Records for the exercise.
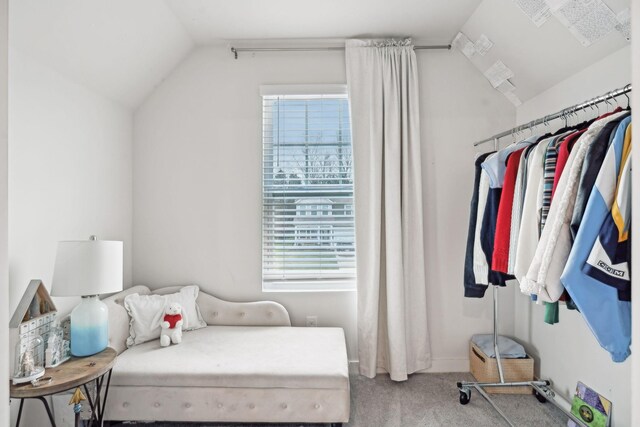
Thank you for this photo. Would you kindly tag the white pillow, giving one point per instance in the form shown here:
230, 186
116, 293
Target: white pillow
147, 311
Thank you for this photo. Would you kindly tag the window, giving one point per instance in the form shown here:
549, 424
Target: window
308, 229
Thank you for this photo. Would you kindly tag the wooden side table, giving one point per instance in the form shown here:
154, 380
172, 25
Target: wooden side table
79, 371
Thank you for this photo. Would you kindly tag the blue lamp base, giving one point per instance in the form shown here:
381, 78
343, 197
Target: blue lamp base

What is needed. Report all lines of the material that contain the word "photo".

Solution to this problem.
Thank you for this photo. Would you kindly tag the white pillow, giving one point per instance in the form shown here:
Thank you for this photo. Would you kindly tag the window, giving one point per instance in the form shown here:
Thank you for this photo. Would you kindly tag the wooden side table, giving one point per instance in the form shown here:
Thank you for this photo. Would you kindly tag the blue lamp base, giving one point per instance in the form shown here:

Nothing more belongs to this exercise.